**YANG PERLU DIKERJAKAN:** Tulis kembali bagian teks tentang shalat Dhuha mulai dari "B. Keutamaannya" sampai dengan "يَرْكَعُهَا مِنَ الضُّحَى.", lalu ganti "Rasulullah" dengan "Nabi".

**KUTIPAN TEKS:**
■ ■ ■ ■ ■

Home » » SHALAT DHUHA (SHALAT AL AWWABIN) SHALAT SETELAH BERSUCI (SHALAT SUNNAH WUDHU), SHALAT ISTIQARAH

SHALAT DHUHA (SHALAT AL AWWABIN) SHALAT SETELAH BERSUCI (SHALAT SUNNAH WUDHU), SHALAT ISTIQARAH

Oleh
Syaikh Abdul Azhim bin Badawi al-Khalafi

A. Pensyari’atannya
Dari Abu Hurairah Radhiyallahu anhu, ia berkata, “Kekasihku Shallallahu ‘alaihi wa sallam mewasiatkan tiga perkara kepadaku: puasa tiga hari pada tiap bulan (tanggal 13, 14, 15 pada bulan Hijriyyah), dua raka’at shalat Dhuha, dan shalat witir sebelum tidur.” [1]

B. Keutamaannya
Dari Abu Dzarr Radhiyallahu anhu, ia mengatakan bahwa Rasulullah Shallallahu ‘alaihi wa sallam bersabda:

يُصْبِحُ عَلَى كُلِّ سُلاَمَى مِنْ أَحَدِكُمْ صَدَقَةً، فَكُلُّ تَسْبِيْحَةٍ صَـدَقَةٌ، وَكُلُّ تَحْمِيْدَةٍ صَدَقَةٌ، وَكُلُّ تَهْلِيْلَةٍ صَدَقَةٌ، وَكُلُّ تَكْبِيْرَةٍ صَدَقَةٌ، وَأَمْرٍ بِالْمَعْرُوْفِ صَدَقَةٌ، وَنَهْيٍ عَنِ الْمُنْكَرِ صَدَقَةٌ، وَيُجْزِى مِنْ ذلِكَ رَكْعَتَانِ يَرْكَعُهَا مِنَ الضُّحَى.

■ ■ ■ ■ ■

**DATA YANG DIBERIKAN:**
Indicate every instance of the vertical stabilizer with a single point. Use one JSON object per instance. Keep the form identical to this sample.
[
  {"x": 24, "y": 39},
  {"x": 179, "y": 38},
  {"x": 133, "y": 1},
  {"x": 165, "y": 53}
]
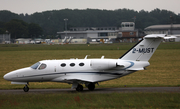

■ ■ ■ ■ ■

**HASIL LATIHAN:**
B. Keutamaannya
Dari Abu Dzarr Radhiyallahu anhu, ia mengatakan bahwa Nabi Shallallahu ‘alaihi wa sallam bersabda:

يُصْبِحُ عَلَى كُلِّ سُلاَمَى مِنْ أَحَدِكُمْ صَدَقَةً، فَكُلُّ تَسْبِيْحَةٍ صَـدَقَةٌ، وَكُلُّ تَحْمِيْدَةٍ صَدَقَةٌ، وَكُلُّ تَهْلِيْلَةٍ صَدَقَةٌ، وَكُلُّ تَكْبِيْرَةٍ صَدَقَةٌ، وَأَمْرٍ بِالْمَعْرُوْفِ صَدَقَةٌ، وَنَهْيٍ عَنِ الْمُنْكَرِ صَدَقَةٌ، وَيُجْزِى مِنْ ذلِكَ رَكْعَتَانِ يَرْكَعُهَا مِنَ الضُّحَى.